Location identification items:

------------------------------------------------

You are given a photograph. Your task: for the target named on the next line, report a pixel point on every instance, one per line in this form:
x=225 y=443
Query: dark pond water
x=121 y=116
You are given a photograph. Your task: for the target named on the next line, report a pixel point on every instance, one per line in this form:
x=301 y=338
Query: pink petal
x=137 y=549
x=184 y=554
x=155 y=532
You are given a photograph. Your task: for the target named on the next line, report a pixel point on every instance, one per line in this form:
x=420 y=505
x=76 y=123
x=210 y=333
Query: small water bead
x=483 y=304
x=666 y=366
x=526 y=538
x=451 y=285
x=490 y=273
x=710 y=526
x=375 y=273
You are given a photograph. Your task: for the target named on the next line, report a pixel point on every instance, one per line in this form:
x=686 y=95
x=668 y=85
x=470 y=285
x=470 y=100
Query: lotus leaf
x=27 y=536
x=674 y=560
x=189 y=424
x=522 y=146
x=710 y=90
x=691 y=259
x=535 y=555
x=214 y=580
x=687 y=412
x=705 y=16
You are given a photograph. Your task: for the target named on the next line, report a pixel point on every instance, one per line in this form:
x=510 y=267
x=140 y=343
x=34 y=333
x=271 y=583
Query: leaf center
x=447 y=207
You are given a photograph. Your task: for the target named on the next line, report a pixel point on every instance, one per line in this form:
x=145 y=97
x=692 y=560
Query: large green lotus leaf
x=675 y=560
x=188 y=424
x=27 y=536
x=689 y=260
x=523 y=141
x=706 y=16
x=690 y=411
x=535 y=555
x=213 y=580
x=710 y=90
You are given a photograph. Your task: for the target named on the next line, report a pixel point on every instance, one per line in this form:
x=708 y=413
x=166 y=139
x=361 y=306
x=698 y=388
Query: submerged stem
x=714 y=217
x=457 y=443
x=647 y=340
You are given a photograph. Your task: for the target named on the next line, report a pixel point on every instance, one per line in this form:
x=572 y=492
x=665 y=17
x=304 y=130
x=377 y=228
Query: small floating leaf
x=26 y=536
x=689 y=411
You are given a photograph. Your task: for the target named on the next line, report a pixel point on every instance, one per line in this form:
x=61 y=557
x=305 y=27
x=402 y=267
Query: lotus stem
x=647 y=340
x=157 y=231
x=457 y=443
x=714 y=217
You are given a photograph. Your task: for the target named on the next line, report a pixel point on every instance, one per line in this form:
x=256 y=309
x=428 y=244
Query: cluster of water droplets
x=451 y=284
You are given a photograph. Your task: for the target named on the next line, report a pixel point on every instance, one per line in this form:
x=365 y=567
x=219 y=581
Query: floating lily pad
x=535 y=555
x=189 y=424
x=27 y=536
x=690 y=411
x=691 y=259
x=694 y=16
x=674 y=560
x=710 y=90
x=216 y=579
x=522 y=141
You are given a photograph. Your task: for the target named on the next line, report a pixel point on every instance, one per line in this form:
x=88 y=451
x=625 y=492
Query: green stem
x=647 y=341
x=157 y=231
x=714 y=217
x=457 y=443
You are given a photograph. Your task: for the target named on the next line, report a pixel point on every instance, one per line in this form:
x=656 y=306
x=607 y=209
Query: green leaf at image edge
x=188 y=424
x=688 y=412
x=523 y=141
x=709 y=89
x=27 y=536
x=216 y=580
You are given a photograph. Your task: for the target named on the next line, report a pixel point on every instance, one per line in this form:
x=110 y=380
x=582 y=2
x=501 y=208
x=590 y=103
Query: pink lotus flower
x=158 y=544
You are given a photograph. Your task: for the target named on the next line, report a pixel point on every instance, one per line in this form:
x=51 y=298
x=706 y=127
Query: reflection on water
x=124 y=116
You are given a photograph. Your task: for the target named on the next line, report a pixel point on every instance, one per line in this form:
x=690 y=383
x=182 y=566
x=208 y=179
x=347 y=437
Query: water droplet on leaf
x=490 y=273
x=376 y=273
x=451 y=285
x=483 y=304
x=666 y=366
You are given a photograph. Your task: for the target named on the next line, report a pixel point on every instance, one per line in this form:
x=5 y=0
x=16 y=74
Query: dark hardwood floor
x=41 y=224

------------------------------------------------

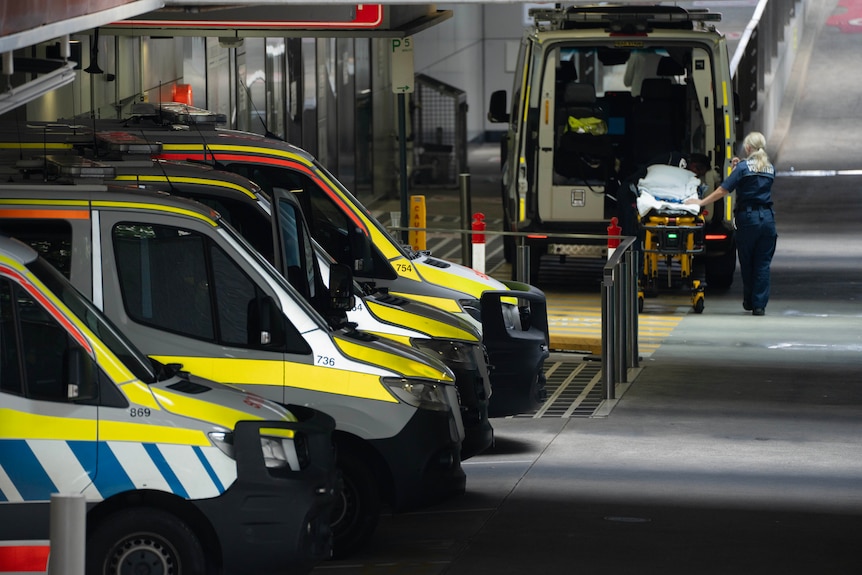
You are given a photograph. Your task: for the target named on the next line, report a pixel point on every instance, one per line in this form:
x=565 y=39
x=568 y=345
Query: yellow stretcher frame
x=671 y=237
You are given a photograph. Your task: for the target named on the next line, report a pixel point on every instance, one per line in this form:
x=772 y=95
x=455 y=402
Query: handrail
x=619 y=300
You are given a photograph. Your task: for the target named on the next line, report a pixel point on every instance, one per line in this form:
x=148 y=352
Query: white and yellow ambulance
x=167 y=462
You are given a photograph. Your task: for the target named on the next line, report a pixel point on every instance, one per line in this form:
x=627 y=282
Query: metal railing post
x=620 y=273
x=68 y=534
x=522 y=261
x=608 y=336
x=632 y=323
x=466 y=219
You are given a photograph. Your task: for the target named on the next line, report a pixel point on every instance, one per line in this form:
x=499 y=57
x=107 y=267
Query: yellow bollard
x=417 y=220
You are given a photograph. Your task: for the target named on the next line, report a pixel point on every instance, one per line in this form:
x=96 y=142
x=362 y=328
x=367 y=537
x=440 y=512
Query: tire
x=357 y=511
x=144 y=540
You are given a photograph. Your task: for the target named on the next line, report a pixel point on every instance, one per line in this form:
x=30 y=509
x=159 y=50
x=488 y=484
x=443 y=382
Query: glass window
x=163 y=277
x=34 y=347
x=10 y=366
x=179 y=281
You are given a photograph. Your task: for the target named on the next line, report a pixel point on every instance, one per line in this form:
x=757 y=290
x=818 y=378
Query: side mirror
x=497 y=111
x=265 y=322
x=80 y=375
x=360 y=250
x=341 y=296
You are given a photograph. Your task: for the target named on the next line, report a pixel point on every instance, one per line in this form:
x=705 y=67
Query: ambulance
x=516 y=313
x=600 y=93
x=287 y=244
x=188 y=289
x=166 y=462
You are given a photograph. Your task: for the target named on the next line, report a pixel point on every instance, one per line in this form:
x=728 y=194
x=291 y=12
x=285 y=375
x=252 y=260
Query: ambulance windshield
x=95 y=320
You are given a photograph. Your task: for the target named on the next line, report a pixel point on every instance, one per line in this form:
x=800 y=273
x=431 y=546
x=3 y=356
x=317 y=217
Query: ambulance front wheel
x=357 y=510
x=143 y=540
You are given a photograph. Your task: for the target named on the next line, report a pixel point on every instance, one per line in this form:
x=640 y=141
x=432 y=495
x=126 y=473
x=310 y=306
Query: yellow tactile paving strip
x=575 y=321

------------------------------------------------

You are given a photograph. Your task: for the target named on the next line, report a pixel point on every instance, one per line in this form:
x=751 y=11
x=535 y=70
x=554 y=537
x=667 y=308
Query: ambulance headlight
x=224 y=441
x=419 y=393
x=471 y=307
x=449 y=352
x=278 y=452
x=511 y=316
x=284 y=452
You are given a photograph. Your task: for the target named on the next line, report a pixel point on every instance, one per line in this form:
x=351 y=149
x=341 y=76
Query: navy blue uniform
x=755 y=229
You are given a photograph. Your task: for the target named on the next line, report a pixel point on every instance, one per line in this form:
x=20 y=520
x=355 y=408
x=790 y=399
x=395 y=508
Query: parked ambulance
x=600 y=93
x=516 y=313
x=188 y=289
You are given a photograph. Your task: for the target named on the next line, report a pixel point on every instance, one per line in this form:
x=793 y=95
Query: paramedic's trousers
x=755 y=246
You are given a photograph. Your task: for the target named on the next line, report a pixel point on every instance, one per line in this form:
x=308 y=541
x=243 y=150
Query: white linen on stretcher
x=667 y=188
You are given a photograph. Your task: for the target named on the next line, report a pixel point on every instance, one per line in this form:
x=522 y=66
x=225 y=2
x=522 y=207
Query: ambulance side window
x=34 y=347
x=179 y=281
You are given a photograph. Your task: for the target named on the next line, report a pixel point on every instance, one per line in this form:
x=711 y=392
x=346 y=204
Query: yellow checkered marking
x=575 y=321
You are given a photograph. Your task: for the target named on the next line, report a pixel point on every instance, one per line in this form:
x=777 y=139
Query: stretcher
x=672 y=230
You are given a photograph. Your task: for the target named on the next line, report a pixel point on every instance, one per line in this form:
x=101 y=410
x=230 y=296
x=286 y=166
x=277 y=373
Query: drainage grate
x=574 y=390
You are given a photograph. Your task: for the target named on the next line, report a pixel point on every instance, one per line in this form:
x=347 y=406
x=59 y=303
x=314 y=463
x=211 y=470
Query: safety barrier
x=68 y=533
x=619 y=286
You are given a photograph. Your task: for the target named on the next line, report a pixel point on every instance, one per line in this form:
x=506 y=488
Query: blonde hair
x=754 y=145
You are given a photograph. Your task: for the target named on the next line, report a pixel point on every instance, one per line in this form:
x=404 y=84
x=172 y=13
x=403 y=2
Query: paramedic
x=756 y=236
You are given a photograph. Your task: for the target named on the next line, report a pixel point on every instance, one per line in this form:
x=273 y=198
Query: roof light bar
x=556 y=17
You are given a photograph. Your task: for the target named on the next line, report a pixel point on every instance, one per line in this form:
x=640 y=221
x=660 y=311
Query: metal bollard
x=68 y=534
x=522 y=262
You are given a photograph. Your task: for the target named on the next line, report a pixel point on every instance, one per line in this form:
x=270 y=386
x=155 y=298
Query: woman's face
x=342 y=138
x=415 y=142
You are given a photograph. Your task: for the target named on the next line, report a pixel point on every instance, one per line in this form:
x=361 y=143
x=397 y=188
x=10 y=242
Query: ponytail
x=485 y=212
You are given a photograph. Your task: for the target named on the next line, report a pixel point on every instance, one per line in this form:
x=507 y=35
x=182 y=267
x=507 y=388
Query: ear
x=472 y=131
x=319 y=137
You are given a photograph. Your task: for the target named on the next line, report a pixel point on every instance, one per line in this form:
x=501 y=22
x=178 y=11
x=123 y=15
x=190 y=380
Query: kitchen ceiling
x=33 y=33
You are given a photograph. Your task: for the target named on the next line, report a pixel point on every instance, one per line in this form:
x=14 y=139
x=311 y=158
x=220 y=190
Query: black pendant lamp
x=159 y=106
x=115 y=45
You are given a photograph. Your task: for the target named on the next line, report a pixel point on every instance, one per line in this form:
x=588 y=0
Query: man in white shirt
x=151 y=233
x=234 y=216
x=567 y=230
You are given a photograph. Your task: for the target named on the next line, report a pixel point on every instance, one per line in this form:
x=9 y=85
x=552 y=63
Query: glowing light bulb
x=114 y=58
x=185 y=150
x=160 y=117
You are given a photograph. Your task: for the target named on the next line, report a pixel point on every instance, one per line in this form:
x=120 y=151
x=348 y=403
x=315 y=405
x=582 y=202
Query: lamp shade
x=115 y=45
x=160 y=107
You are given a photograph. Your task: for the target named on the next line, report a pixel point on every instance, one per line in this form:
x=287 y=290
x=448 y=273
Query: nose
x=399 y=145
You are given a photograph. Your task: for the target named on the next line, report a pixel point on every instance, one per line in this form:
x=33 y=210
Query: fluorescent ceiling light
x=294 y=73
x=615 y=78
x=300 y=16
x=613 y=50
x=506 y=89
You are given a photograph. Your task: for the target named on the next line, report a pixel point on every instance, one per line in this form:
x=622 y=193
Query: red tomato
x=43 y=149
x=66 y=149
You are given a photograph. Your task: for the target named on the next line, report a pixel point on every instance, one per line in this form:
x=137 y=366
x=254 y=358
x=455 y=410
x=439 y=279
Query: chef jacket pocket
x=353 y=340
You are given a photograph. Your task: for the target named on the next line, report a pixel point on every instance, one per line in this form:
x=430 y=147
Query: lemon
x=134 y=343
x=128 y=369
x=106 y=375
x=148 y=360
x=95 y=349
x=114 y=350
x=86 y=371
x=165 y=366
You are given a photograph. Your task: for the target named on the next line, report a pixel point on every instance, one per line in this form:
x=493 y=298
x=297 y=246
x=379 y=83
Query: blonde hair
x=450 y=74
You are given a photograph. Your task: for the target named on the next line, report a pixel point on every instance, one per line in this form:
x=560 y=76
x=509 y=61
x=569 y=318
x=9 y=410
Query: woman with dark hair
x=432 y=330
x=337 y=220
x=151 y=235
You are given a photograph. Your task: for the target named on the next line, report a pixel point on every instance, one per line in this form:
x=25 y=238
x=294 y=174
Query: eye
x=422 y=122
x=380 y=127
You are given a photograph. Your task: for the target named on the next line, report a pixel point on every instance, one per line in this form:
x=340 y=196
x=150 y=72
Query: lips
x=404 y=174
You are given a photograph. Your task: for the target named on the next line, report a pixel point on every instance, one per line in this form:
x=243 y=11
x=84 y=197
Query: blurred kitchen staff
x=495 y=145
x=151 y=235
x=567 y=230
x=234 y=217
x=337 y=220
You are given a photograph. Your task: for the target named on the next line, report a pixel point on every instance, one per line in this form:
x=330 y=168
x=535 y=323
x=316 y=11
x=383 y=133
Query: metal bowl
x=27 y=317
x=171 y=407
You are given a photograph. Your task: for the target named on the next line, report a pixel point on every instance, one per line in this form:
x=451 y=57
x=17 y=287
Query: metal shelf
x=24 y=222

------------------------------------------------

What is needed — Please find every line in the data above that contains the word "window", and copy each of those lines.

Answer below —
Query: glass window
Query: ambulance side window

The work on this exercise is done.